— START —

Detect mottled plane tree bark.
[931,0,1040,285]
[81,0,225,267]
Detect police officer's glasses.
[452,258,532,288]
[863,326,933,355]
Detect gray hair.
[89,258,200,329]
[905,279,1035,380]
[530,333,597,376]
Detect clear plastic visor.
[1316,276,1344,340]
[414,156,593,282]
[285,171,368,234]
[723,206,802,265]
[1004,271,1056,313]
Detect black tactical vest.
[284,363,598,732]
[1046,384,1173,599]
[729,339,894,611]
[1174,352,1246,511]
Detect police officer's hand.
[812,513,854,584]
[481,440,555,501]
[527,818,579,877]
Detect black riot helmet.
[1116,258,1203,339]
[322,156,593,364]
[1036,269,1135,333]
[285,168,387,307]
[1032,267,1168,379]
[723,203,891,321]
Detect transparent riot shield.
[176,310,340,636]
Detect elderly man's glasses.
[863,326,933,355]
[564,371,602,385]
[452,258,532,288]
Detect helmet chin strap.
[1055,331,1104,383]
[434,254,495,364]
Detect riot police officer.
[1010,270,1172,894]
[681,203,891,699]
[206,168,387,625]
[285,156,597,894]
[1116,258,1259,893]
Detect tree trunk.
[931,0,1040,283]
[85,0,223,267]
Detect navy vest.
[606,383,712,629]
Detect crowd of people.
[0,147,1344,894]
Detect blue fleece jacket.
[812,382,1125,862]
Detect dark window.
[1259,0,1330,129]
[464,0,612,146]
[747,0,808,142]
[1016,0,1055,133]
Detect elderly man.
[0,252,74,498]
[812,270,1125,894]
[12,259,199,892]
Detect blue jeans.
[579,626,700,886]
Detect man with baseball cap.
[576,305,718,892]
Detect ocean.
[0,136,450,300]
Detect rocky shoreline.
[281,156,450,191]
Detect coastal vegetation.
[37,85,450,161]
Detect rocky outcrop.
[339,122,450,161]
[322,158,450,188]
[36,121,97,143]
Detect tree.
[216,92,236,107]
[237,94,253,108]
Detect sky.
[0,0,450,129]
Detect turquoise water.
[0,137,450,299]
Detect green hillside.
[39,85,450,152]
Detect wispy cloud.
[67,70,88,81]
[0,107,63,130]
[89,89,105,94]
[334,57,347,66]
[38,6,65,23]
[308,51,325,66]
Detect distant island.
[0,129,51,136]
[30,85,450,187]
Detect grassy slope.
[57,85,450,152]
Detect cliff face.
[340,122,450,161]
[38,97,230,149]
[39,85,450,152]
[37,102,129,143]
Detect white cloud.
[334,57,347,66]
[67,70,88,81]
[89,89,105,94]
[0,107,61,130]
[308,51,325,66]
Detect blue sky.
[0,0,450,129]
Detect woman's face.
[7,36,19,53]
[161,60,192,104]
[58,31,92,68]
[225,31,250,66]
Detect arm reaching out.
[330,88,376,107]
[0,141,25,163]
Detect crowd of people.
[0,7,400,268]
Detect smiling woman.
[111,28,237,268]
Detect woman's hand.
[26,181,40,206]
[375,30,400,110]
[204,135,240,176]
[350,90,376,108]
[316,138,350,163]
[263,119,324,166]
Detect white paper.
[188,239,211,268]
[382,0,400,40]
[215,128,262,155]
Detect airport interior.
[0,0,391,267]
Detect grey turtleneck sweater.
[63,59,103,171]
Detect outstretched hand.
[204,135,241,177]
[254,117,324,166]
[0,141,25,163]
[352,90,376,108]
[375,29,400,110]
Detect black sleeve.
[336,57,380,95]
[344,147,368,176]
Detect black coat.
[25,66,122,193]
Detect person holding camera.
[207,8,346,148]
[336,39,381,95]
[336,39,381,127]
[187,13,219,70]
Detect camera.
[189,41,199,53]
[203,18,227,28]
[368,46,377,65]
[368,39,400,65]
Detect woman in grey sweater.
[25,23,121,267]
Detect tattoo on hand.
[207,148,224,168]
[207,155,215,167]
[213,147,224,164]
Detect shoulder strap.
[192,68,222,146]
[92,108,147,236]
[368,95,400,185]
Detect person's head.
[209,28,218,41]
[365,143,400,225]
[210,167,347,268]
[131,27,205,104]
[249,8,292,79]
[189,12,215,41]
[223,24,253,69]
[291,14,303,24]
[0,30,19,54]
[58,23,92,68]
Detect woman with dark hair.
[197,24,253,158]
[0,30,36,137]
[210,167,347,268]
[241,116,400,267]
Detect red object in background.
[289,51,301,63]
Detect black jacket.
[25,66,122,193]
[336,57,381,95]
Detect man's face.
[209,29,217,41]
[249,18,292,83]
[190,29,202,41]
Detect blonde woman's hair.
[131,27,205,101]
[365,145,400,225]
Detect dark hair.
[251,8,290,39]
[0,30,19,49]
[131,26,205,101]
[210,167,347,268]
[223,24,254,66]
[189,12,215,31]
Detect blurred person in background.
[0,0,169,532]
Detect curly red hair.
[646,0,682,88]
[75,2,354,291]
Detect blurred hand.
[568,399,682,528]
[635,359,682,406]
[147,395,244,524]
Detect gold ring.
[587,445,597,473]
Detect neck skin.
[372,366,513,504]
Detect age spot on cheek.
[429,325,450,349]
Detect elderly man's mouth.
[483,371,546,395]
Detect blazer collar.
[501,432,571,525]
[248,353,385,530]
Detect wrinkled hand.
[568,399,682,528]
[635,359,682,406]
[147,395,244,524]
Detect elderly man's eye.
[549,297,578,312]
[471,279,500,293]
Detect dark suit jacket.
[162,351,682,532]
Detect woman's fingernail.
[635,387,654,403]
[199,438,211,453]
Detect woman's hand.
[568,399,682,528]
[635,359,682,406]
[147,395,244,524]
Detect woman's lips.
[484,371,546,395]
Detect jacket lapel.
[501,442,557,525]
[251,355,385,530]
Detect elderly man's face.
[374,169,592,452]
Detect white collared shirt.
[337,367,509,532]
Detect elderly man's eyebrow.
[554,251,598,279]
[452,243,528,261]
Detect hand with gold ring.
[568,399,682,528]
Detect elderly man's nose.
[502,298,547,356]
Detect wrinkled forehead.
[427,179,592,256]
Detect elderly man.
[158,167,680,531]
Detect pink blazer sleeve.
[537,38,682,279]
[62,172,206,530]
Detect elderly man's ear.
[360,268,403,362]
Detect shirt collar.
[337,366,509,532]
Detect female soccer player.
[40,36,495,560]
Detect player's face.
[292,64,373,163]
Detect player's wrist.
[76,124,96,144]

— END —

> **Exercise directions**: Update the records by replacing "elderly man" with "older man" everywhere it occurs, and give them again with nothing else changed.

> **Task result**:
Detect mottled plane tree bark.
[931,0,1040,285]
[81,0,225,267]
Detect police officer's glasses.
[452,258,532,288]
[863,326,933,355]
Detect gray hair.
[89,258,200,329]
[905,279,1035,380]
[530,333,597,376]
Detect clear plastic visor.
[1316,276,1344,340]
[414,156,593,282]
[285,171,368,234]
[723,206,802,265]
[1004,271,1056,313]
Detect black tactical vest.
[284,363,598,732]
[1046,384,1173,599]
[729,339,894,611]
[1174,352,1246,511]
Detect police officer's hand.
[812,513,854,584]
[481,440,555,501]
[527,818,579,877]
Detect black riot helmet.
[1116,258,1203,339]
[322,156,593,364]
[1036,269,1135,333]
[285,168,387,307]
[1032,267,1168,379]
[723,203,891,321]
Detect transparent riot shield.
[176,310,340,636]
Detect older man's glasses.
[863,326,933,355]
[564,371,602,385]
[452,258,532,288]
Detect helmet chin strap.
[1055,331,1104,383]
[434,254,495,364]
Detect riot police officer.
[1010,270,1172,894]
[681,203,891,699]
[206,168,387,625]
[285,156,597,894]
[1116,258,1259,893]
Detect tree trunk.
[931,0,1040,283]
[85,0,223,267]
Detect navy vest.
[606,383,712,629]
Detect crowd of people.
[0,147,1344,894]
Detect blue fleece jacket.
[812,382,1125,862]
Detect dark window.
[1259,0,1330,129]
[464,0,612,146]
[747,0,808,142]
[1016,0,1055,133]
Detect older man.
[0,252,74,498]
[812,270,1125,894]
[12,259,199,892]
Detect blue jeans.
[579,626,700,886]
Detect man with baseball cap.
[576,305,718,892]
Detect ocean.
[0,136,450,300]
Detect rocky shoreline.
[281,156,450,191]
Detect coastal vegetation.
[37,85,450,161]
Detect rocky outcrop.
[339,122,450,161]
[322,158,450,188]
[36,121,97,143]
Detect tree.
[216,92,236,107]
[237,94,253,108]
Detect sky.
[0,0,450,129]
Detect turquoise water.
[0,137,450,299]
Detect green hillside.
[39,85,450,152]
Detect wispy cloud.
[67,70,88,81]
[0,107,63,130]
[89,89,105,94]
[334,57,347,66]
[38,6,65,23]
[308,51,325,66]
Detect distant island.
[0,129,51,136]
[30,85,450,187]
Detect grassy slope.
[57,85,450,152]
Detect cliff face.
[340,122,450,161]
[38,97,230,149]
[39,85,450,152]
[37,102,129,143]
Detect white cloud.
[334,57,347,66]
[67,70,88,81]
[89,89,105,94]
[0,107,61,130]
[308,51,325,66]
Detect blue sky.
[0,0,450,129]
Detect woman's face.
[7,36,19,53]
[161,60,192,104]
[58,31,92,68]
[225,31,250,66]
Detect arm reaching out.
[330,88,376,107]
[0,141,25,163]
Detect crowd of people.
[0,7,400,268]
Detect smiling woman.
[111,28,237,268]
Detect woman's hand.
[26,181,40,206]
[375,30,400,110]
[204,135,240,176]
[350,90,376,108]
[316,138,350,163]
[263,119,324,166]
Detect white paper.
[188,239,211,268]
[382,0,400,40]
[215,128,262,155]
Detect airport interior.
[0,0,391,267]
Detect grey turtleneck sweater.
[63,59,103,171]
Detect outstretched hand.
[204,135,241,177]
[254,117,324,166]
[0,141,25,163]
[352,90,376,108]
[375,29,400,110]
Detect black sleeve.
[336,57,380,95]
[344,147,368,176]
Detect black coat.
[25,66,122,193]
Detect person holding camera.
[207,8,346,148]
[336,39,381,95]
[336,39,381,127]
[187,13,219,70]
Detect camera.
[189,41,199,53]
[203,18,227,28]
[368,46,377,65]
[368,39,400,65]
Detect woman in grey sweater.
[25,23,121,267]
Detect tattoo on hand.
[207,148,224,168]
[207,155,215,167]
[213,147,224,164]
Detect shoulder strap.
[192,68,222,146]
[92,108,147,236]
[368,95,400,185]
Detect person's head.
[209,28,218,41]
[365,143,400,225]
[210,167,347,268]
[131,27,205,104]
[249,8,292,79]
[189,12,215,41]
[223,24,253,69]
[291,14,303,24]
[0,30,19,54]
[58,23,92,68]
Detect woman with dark hair.
[197,24,253,158]
[0,30,36,137]
[210,167,347,268]
[241,116,400,267]
Detect red object in background.
[289,51,301,63]
Detect black jacket.
[25,66,122,193]
[336,57,381,95]
Detect man's face.
[209,29,217,41]
[249,18,292,83]
[190,29,202,41]
Detect blonde woman's hair.
[131,27,205,101]
[365,145,400,225]
Detect dark hair.
[251,8,290,39]
[0,30,19,49]
[131,26,205,101]
[210,167,347,268]
[223,24,254,66]
[189,12,215,31]
Detect blurred person in background.
[0,0,169,532]
Detect curly red hair.
[646,0,682,88]
[75,2,354,291]
Detect blurred hand.
[568,399,682,528]
[635,359,682,406]
[147,395,244,524]
Detect gold ring.
[587,445,597,473]
Detect neck skin.
[372,366,513,504]
Detect age spot on cheek.
[429,325,450,349]
Detect older man's mouth.
[483,371,546,395]
Detect blazer collar.
[501,432,571,525]
[248,353,385,530]
Detect wrinkled hand.
[568,399,682,528]
[635,359,682,406]
[147,395,244,524]
Detect older man's eye.
[549,297,578,312]
[471,279,500,293]
Detect dark suit jacket.
[162,351,682,532]
Detect woman's fingernail.
[635,387,654,403]
[199,438,211,453]
Detect woman's hand.
[568,399,682,528]
[635,359,682,406]
[147,395,244,524]
Detect woman's lips.
[484,371,546,395]
Detect jacket lapel.
[501,442,557,525]
[251,355,385,530]
Detect older man's face.
[374,169,592,452]
Detect white collared shirt.
[337,367,509,532]
Detect older man's eyebrow.
[554,251,598,279]
[452,243,528,261]
Detect hand with gold ring.
[568,399,682,528]
Detect older man's nose.
[502,298,547,356]
Detect wrinkled forehead.
[427,179,592,256]
Detect older man.
[158,167,680,531]
Detect pink blazer sleeve.
[537,38,682,279]
[62,172,206,530]
Detect older man's ear.
[360,268,403,362]
Detect shirt collar.
[337,366,509,532]
Detect female soccer player.
[40,36,495,560]
Detect player's face.
[292,64,373,163]
Detect player's wrist.
[76,124,96,144]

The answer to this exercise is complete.